Sharing Playbooks¶
Playbooks can be shared publicly through the marketplace or privately within your team. Sharing standardized workflows helps ensure consistency across analysts and reduces the time spent setting up recurring analyses.
Sharing Options¶
Public (Marketplace)¶
Publishing a playbook to the marketplace makes it available to all AIVA users.
- Open the playbook you want to share.
- Click Publish to Marketplace.
- Select a category for the playbook (Clinical Variant Interpretation, Pharmacogenomics, etc.).
- Add tags to help users find it (e.g., "BRCA," "rare disease," "pharmacogenomics").
- Review the playbook content. Once published, it is visible to all users.
- Click Publish.
Your playbook appears in the marketplace and can be used or forked by other users.
Team (Private)¶
Share a playbook within your team through a project.
- Open the playbook.
- Click Share with Team or Share to Project.
- Select the project or team to share with.
- Team members see the playbook in their Playbooks section with a team indicator.
Team-shared playbooks are not visible in the public marketplace.
Managing Shared Playbooks¶
Updating a Published Playbook¶
When you update a published playbook:
- Edit the playbook content.
- Publish a new version.

===

**WORK ITEM**
From the guide to sharing playbooks, write out word for word the passage that starts with the words "- Add tags to" and ends with "the public marketplace.". The data has nothing to do with this text.

**SUPPLIED ENTRIES**
===

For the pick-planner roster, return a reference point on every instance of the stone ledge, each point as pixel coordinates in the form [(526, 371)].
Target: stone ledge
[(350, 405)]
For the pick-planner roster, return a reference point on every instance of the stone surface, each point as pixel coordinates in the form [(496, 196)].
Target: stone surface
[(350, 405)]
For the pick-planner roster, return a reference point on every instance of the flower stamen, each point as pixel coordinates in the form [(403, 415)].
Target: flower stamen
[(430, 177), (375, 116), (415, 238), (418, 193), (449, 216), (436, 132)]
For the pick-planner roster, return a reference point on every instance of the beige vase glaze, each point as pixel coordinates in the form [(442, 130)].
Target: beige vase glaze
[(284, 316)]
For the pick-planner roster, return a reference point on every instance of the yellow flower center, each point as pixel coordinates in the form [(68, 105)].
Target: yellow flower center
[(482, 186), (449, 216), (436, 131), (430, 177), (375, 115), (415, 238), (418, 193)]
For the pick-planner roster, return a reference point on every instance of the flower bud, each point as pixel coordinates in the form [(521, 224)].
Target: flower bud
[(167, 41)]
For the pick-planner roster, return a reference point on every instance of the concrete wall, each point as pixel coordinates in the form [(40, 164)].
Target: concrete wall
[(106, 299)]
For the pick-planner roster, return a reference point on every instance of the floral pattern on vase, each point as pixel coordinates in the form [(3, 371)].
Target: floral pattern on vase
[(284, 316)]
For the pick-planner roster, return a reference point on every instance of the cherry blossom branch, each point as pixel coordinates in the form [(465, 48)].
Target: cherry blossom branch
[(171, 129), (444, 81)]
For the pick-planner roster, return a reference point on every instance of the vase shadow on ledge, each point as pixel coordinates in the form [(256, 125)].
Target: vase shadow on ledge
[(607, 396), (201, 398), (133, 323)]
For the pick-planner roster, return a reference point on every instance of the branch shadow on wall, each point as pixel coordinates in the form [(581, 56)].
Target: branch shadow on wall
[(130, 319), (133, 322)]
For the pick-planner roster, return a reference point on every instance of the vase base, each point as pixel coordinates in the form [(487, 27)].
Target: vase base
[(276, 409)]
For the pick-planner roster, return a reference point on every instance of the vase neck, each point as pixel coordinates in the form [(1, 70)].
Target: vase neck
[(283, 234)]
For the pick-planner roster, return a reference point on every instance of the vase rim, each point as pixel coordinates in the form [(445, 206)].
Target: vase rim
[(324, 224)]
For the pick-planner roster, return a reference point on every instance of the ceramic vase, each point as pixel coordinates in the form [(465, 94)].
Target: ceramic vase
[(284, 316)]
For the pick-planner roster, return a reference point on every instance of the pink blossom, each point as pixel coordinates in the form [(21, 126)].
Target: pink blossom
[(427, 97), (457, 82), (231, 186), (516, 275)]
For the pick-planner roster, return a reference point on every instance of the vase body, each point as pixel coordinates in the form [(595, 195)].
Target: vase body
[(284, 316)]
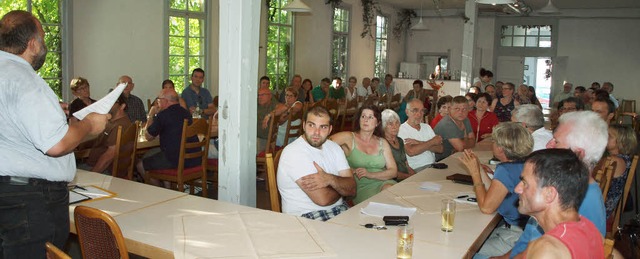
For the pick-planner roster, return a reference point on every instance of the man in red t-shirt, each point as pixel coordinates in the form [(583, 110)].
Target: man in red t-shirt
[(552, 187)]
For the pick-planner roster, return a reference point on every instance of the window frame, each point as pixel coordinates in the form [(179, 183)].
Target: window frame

===

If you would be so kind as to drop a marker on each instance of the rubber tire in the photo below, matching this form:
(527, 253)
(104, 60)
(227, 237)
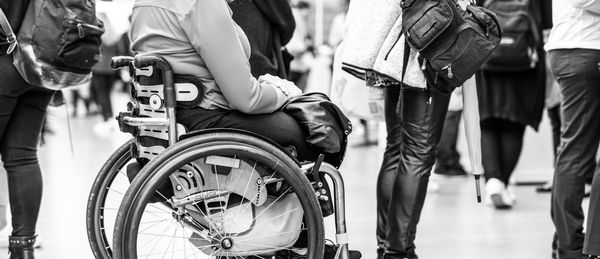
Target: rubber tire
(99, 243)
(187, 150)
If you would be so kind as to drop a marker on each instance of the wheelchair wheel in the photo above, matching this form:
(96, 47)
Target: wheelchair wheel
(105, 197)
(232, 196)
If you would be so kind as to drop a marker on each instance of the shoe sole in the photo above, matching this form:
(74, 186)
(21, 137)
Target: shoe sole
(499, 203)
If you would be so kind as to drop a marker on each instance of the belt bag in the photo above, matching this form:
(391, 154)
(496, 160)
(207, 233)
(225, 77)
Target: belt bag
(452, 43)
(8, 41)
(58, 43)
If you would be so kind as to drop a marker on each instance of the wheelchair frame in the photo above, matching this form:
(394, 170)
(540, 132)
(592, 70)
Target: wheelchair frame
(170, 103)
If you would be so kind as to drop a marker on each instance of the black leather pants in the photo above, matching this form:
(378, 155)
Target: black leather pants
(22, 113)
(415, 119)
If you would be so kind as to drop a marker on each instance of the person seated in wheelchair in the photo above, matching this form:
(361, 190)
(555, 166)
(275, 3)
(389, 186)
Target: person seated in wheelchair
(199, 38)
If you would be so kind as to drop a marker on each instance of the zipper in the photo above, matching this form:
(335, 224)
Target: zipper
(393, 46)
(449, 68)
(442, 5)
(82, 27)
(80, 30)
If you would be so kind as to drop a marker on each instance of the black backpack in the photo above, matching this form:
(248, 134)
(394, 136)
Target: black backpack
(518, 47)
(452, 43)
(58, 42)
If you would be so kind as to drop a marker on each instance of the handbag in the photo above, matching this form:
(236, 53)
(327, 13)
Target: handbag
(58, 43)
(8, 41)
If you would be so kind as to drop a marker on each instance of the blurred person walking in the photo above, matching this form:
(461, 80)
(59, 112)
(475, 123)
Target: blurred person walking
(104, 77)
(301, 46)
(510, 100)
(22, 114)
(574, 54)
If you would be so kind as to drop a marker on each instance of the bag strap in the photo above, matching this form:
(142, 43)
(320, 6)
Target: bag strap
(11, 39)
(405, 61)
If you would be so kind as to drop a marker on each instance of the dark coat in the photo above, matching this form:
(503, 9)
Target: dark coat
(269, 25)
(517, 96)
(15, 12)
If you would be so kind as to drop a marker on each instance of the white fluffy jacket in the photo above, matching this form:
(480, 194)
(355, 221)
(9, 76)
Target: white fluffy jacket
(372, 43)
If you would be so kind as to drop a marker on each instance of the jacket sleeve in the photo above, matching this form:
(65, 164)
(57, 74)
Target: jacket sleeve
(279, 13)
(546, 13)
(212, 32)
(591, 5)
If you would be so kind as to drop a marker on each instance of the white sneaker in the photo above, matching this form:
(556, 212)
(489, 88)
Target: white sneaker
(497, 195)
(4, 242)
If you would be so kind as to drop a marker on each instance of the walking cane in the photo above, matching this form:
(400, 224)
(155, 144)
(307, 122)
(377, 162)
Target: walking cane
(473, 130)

===

**RESULT OF THIS EXERCISE**
- Add tags to help users find it (e.g., "BRCA," "rare disease," "pharmacogenomics").
- Review the playbook content. Once published, it is visible to all users.
- Click Publish.
Your playbook appears in the marketplace and can be used or forked by other users.
Team (Private)¶
Share a playbook within your team through a project.
- Open the playbook.
- Click Share with Team or Share to Project.
- Select the project or team to share with.
- Team members see the playbook in their Playbooks section with a team indicator.
Team-shared playbooks are not visible in the public marketplace.